=== READING TEXT ===
= PerForm =

Defunct computer program (DOS, Windows 3.1)

Sample form created in Delrina PerForm Designer, circa 1994

PerForm and PerForm PRO were electronic form programs, initially designed to work under GEM in DOS. Later versions were designed to work in Windows 3.1, at which point it was succeeded by FormFlow.

The initial version of PerForm was created in 1988 and was the first product released by Canadian software firm Delrina, which became best known for its later fax software program, WinFax. Chief Technical Officer Bert Amato and President of the company Mark Skapinker came up with the idea for the product while working as consultants that what their clients wanted was a way to fill in forms electronically, rather than an easier way to create paper-based forms from a computer. The program consisted of two parts: a form design module which gave users a graphical user interface for creating and arranging form elements, using tools largely familiar to those using desktop publishing or paint programs of the era, and a separate form filling program which would display the resulting form that the user could then fill in. Those entering information into the forms could not change or alter the forms; they were limited to adding information in the various form fields on screen. Some of the potential uses of the program included being able to create invoices, payment records, personnel and payroll forms, and just about any other standardized form that may have been required. Later versions of the program had some integration with Delrina's popular WinFax program, enabling users to fax material to clients based on information entered into PerForm.
===
| WHAT YOU WILL DO |
Return the full article on PerForm word for word. The data that comes after this has no connection to the article on PerForm.
=== INFORMATION SUPPLIED ===
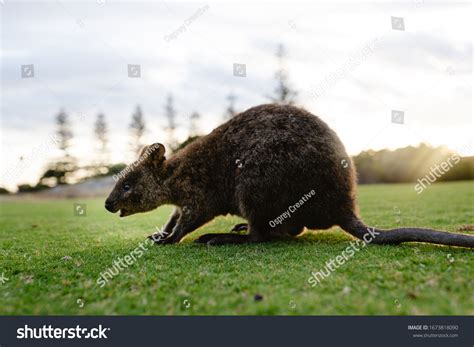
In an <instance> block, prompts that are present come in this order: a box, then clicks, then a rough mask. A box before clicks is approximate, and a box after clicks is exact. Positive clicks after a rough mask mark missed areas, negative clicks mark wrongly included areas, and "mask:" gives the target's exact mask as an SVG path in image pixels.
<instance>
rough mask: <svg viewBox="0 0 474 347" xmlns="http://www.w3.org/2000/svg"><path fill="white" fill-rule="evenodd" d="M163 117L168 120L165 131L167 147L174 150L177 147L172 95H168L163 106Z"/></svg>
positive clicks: (174, 111) (174, 110)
===
| FINISHED EXERCISE |
= PerForm =

Defunct computer program (DOS, Windows 3.1)

Sample form created in Delrina PerForm Designer, circa 1994

PerForm and PerForm PRO were electronic form programs, initially designed to work under GEM in DOS. Later versions were designed to work in Windows 3.1, at which point it was succeeded by FormFlow.

The initial version of PerForm was created in 1988 and was the first product released by Canadian software firm Delrina, which became best known for its later fax software program, WinFax. Chief Technical Officer Bert Amato and President of the company Mark Skapinker came up with the idea for the product while working as consultants that what their clients wanted was a way to fill in forms electronically, rather than an easier way to create paper-based forms from a computer. The program consisted of two parts: a form design module which gave users a graphical user interface for creating and arranging form elements, using tools largely familiar to those using desktop publishing or paint programs of the era, and a separate form filling program which would display the resulting form that the user could then fill in. Those entering information into the forms could not change or alter the forms; they were limited to adding information in the various form fields on screen. Some of the potential uses of the program included being able to create invoices, payment records, personnel and payroll forms, and just about any other standardized form that may have been required. Later versions of the program had some integration with Delrina's popular WinFax program, enabling users to fax material to clients based on information entered into PerForm.